(DATASET ENTRIES begins)

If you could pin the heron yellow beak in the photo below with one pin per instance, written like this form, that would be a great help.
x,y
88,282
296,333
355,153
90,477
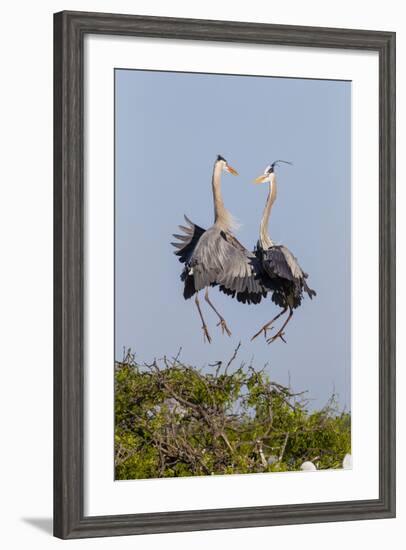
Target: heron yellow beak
x,y
261,179
231,170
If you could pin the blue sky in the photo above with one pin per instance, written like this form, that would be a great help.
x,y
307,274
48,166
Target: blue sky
x,y
169,129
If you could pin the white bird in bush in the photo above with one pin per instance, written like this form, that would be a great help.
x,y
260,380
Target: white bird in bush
x,y
308,466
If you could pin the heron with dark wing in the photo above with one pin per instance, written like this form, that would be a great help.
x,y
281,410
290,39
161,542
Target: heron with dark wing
x,y
214,256
281,272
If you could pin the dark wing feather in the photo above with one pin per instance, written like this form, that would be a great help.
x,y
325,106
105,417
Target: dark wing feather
x,y
286,277
188,241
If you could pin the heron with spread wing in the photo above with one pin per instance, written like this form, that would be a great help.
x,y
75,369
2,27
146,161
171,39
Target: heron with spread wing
x,y
281,272
214,256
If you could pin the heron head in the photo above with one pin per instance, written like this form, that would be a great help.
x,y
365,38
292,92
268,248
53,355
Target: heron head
x,y
269,170
225,166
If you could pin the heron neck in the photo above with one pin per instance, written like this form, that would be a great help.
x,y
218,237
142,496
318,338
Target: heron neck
x,y
222,217
264,237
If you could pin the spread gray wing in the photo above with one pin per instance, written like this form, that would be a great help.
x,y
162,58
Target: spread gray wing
x,y
220,259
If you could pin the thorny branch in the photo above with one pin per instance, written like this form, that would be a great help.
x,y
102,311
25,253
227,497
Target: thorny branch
x,y
188,422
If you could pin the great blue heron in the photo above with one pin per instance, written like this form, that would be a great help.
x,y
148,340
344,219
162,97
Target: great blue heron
x,y
282,274
214,256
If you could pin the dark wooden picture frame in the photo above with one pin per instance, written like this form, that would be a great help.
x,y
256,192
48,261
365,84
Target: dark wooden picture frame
x,y
69,31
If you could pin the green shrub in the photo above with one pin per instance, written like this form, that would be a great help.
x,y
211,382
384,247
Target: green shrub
x,y
173,420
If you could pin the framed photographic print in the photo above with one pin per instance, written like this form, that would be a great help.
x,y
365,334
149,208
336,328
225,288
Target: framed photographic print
x,y
224,274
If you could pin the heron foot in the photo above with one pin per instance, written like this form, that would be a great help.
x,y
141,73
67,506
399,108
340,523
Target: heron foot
x,y
224,327
206,335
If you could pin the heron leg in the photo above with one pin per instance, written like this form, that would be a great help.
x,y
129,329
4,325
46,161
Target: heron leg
x,y
206,334
280,334
268,326
222,321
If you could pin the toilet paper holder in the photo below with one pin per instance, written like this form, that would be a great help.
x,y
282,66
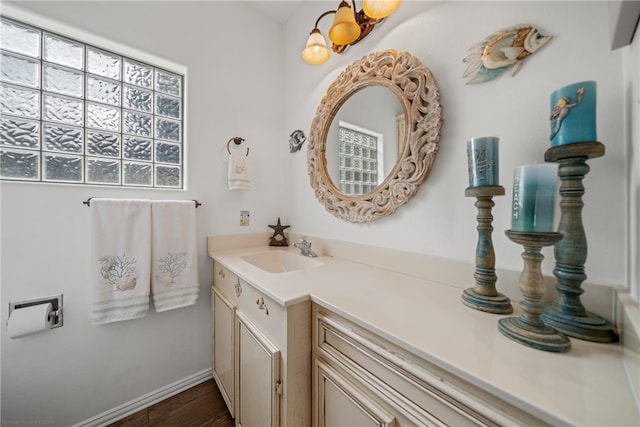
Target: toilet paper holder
x,y
56,312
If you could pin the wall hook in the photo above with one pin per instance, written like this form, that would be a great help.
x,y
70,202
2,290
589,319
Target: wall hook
x,y
236,140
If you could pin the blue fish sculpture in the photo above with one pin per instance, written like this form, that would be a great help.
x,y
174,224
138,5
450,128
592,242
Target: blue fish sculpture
x,y
501,50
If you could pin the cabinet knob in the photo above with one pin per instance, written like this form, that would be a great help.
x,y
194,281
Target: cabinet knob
x,y
238,287
262,306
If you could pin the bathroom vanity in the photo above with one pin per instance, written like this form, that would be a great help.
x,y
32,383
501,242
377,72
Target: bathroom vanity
x,y
339,342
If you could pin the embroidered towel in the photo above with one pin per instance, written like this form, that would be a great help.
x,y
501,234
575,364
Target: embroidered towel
x,y
238,172
174,265
120,259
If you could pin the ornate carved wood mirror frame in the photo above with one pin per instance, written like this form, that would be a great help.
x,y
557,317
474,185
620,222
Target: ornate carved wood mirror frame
x,y
416,89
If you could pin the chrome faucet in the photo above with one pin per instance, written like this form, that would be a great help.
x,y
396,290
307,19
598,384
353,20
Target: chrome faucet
x,y
305,247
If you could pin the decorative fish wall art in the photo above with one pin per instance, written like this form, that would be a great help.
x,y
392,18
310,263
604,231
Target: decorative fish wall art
x,y
501,50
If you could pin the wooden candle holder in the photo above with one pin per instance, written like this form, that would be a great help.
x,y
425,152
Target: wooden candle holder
x,y
484,296
529,329
567,314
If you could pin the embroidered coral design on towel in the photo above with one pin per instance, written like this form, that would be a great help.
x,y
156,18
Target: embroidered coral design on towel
x,y
170,267
120,271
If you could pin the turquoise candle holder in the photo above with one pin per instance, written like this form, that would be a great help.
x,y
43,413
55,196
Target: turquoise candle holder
x,y
528,328
567,314
482,157
573,114
534,190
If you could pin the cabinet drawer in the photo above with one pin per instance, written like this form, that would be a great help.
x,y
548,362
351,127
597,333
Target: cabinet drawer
x,y
270,315
421,392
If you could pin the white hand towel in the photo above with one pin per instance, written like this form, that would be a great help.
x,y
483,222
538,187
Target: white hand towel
x,y
120,259
238,172
174,265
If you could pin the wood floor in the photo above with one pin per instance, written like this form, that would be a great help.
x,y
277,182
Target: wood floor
x,y
199,406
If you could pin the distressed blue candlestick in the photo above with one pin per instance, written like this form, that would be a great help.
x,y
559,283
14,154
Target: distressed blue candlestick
x,y
484,296
529,329
567,314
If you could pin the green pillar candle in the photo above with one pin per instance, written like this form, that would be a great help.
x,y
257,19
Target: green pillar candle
x,y
534,191
482,157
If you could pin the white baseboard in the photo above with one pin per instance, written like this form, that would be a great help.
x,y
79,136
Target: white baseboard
x,y
147,400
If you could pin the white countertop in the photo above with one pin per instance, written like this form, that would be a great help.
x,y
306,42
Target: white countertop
x,y
586,386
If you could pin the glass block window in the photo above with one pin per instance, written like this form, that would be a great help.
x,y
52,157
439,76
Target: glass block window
x,y
360,159
76,113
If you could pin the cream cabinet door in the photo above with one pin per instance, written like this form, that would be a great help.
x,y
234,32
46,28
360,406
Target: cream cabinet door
x,y
341,404
257,376
223,313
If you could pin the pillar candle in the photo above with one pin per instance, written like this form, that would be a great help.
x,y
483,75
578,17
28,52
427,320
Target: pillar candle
x,y
482,158
573,114
534,191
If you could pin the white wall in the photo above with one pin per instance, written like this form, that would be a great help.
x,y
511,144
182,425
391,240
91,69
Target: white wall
x,y
632,154
235,87
440,220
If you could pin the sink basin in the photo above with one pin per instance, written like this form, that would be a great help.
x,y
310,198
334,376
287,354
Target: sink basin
x,y
278,261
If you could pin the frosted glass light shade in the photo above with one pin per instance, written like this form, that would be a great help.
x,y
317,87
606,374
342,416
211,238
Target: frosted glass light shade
x,y
316,51
344,30
379,9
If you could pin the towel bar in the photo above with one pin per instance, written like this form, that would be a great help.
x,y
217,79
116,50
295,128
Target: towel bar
x,y
88,202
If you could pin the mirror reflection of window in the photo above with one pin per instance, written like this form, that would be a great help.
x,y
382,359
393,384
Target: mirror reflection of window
x,y
360,155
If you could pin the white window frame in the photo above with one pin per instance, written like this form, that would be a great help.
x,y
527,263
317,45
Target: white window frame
x,y
89,39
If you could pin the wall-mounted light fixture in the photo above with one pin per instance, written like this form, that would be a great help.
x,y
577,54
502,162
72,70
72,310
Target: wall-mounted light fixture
x,y
349,27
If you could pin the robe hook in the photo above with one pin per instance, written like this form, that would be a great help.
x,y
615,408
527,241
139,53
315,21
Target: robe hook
x,y
236,140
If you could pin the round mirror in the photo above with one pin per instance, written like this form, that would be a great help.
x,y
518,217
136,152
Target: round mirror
x,y
354,172
362,142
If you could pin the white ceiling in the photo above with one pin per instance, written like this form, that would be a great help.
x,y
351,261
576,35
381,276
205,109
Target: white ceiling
x,y
279,10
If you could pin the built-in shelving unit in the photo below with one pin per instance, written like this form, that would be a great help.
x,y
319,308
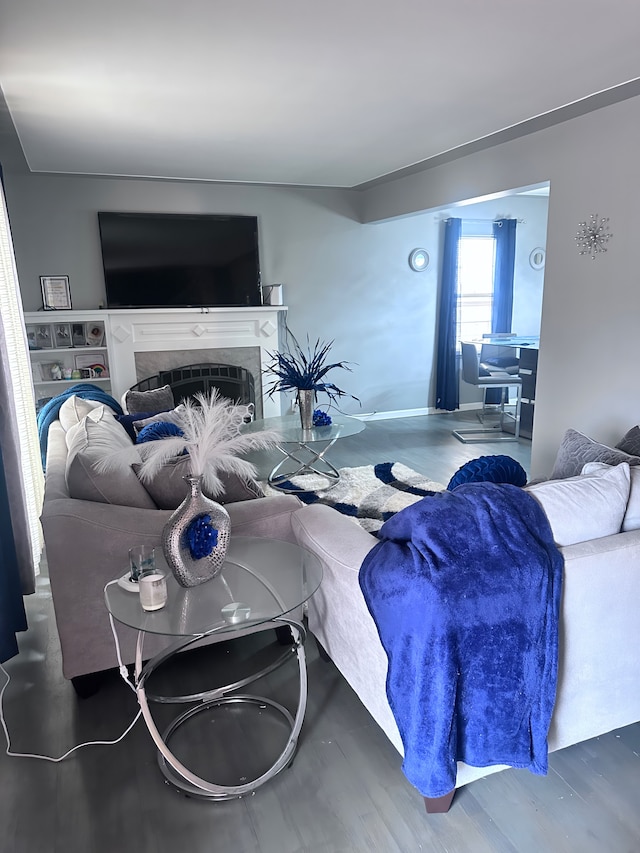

(DATASET ENTRIES ends)

* TASK INSTRUCTIONS: Where a line above holds the string "below", copy that line.

* REPLY:
If you could pin the heron yellow beak in the photo below with one pin per instance, written like this form, that would be a great help.
If you could pin the toilet paper holder in the photo below with one pin per instance, written like this form, that would be a great help.
If you could pin the built-in shelving unit in the photo below with one pin per instance, written like this form, that would be a great help.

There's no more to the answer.